======== EXCERPTED TEXT ========

The next week I got the bug in my head to do something a little different and turn the spotlight onto the independent web animation scene. (I was v much a newgrounds kid lol.) I got very excited writing that one up, and I am glad I got to introduce ppl to some of my fave web animators like vewn and gooseworx (and! in turn! have mogs show me jonni phillips!). That one really launched the trend of well, writing up a big effortpost for each Animation Night. (I returned to web animation a few weeks ago for night 48, to catch up on the newest films by those same people… and visit a few more.)
The next Animation Night was also an experiment. I adore the film Puella Magi Madoka Magica: Rebellion, but it requires the context of the series or else the compilation films… so I decided to do what seemed very ambitious at that point, and watch the whole film trilogy in one night. Which paid off really well, I think! The format worked and hopefully I got at least a few people hooked on Gen Urobuchi’s whole thing.
Auteur time: I get really into sakugablog
With the next block - and honestly, pretty much ever since - I started to use Animation Nights to focus on a particular director. Of course this is theoretically questionable: an animated film is the work of an enormous team of people, and while some films like those of Miyazaki may have an overbearing creator who insists on determining every aspect of the final production, you really can’t act like everything about a film sprung from the mind of one person. But it still makes for a good framing device!
FIrst up we encountered the endlessly varied creations of Masaaki Yuasa, who remains one of my favourite creators. Night Is Short Walk On Girl was another one that snuck up on me: a constantly surprising, charming, energetic film. We were, by contrast, disappointed by Mind Game, although I do feel like I should probably give it another look in a different frame of mind. And Devilman Crybaby hit like it always did. We returned to Yuasa later on night 28, and he continued to charm with films like Lu Over The Wall.
Next up I did Naoka Yamada, one of the really great directors. Koe no Katachi is another favourite film I was really hoping to share with everyone: dealing with quite a challenging set of films with both the care and emotional intensity it needs, backed by the incredible animators cultivated by KyoAni over the years.
This was probably the first writeup to lean mostly on sakugablog lol. It was hard not to be caught up in the obvious enthusiasm of kVin, the site admin of Sakugabooru, or appreciate how much effort he’d put into contextualising KyoAni’s history and Yamada’s particular directing style. Sakugabooru is an amazing site just as a database of animation, but I’ve gotten maybe even more appreciative of kVin’s improbably well-informed writeups of trends and artists… I guess I have full on become a ‘sakuga fan’ this last year lol.

========

* **DIRECTIONS**
[1] From the text on Animation Nights, reproduce word for word the passage starting with "The next Animation" and going on through "Urobuchi’s whole thing.".
[2] According to the text on Animation Nights, on which night did the writer return to the films of Masaaki Yuasa?

======== DATA SUPPLIED ========

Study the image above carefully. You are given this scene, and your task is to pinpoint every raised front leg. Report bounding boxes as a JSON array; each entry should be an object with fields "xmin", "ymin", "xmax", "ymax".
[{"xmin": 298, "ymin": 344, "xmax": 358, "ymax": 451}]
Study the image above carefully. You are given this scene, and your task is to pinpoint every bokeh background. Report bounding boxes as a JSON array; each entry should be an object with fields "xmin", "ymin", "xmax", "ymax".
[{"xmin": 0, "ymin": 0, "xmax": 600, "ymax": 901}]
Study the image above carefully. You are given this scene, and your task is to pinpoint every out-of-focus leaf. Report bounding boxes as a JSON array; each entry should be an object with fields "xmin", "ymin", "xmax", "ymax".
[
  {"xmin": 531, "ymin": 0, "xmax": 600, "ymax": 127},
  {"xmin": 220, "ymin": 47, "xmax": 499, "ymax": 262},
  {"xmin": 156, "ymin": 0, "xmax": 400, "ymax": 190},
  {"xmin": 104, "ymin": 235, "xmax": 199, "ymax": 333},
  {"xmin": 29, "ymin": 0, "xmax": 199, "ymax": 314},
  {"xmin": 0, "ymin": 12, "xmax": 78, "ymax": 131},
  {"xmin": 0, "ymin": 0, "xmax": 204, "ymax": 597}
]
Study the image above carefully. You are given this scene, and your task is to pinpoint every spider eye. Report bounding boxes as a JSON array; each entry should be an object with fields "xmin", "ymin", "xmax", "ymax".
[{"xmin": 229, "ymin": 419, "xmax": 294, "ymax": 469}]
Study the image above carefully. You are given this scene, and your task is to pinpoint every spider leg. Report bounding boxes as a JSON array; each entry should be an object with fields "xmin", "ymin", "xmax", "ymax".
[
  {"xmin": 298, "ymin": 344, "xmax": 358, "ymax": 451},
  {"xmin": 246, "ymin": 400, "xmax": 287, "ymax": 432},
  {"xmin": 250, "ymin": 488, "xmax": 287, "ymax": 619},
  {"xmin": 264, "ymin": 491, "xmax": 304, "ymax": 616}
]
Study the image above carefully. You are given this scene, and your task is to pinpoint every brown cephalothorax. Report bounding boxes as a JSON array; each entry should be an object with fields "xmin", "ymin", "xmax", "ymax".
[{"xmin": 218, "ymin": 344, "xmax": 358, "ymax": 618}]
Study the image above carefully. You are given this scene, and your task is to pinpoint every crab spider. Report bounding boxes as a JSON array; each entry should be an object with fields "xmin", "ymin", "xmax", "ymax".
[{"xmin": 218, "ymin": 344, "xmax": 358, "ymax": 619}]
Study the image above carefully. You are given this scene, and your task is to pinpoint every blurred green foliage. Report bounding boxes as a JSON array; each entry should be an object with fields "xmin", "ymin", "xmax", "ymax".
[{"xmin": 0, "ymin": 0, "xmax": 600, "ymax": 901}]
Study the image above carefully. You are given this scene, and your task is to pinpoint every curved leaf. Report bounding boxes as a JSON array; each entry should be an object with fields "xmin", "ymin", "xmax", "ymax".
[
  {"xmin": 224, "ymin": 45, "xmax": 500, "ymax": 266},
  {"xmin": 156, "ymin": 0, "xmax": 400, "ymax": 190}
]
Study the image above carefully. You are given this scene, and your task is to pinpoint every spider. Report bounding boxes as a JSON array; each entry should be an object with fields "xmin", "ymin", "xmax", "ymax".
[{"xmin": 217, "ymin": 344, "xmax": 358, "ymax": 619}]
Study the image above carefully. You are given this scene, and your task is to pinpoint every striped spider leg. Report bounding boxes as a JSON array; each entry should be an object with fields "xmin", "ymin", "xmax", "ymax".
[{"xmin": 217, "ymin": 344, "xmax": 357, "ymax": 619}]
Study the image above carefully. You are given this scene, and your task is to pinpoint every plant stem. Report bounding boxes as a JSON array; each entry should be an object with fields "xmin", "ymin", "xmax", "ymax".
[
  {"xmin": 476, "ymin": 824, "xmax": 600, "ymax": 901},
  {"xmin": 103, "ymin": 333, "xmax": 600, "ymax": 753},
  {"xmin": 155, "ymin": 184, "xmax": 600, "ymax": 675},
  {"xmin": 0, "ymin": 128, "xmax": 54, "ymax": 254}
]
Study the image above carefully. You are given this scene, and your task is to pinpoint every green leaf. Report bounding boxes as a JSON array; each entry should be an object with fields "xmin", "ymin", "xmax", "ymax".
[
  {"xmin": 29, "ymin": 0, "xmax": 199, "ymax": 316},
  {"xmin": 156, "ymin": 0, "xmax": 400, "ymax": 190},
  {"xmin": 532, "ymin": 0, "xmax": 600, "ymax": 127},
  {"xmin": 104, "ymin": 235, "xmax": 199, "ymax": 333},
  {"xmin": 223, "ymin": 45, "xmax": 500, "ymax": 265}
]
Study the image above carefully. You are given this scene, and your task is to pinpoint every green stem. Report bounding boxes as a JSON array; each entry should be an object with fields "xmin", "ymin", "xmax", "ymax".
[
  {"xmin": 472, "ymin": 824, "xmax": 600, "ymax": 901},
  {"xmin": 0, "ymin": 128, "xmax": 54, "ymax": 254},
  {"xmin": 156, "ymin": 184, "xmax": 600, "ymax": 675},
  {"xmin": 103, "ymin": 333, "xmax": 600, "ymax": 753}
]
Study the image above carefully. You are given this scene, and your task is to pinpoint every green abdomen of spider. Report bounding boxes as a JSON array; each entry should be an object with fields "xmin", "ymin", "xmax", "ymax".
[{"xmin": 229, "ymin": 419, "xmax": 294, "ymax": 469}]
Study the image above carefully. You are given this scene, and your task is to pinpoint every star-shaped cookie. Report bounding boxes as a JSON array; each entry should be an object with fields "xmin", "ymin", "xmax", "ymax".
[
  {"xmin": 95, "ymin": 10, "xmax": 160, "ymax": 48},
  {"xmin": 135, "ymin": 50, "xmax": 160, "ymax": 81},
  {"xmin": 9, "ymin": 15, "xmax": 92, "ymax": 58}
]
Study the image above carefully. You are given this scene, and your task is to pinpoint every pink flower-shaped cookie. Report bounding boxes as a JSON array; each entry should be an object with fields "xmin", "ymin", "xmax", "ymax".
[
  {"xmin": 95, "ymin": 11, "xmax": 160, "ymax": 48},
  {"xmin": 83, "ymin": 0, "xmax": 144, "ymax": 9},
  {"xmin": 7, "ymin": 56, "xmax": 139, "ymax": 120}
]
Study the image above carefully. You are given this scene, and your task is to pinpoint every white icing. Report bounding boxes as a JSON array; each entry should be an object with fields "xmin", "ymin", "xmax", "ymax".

========

* **EXPECTED OUTPUTS**
[1]
The next Animation Night was also an experiment. I adore the film Puella Magi Madoka Magica: Rebellion, but it requires the context of the series or else the compilation films… so I decided to do what seemed very ambitious at that point, and watch the whole film trilogy in one night. Which paid off really well, I think! The format worked and hopefully I got at least a few people hooked on Gen Urobuchi’s whole thing.

[2] Night 28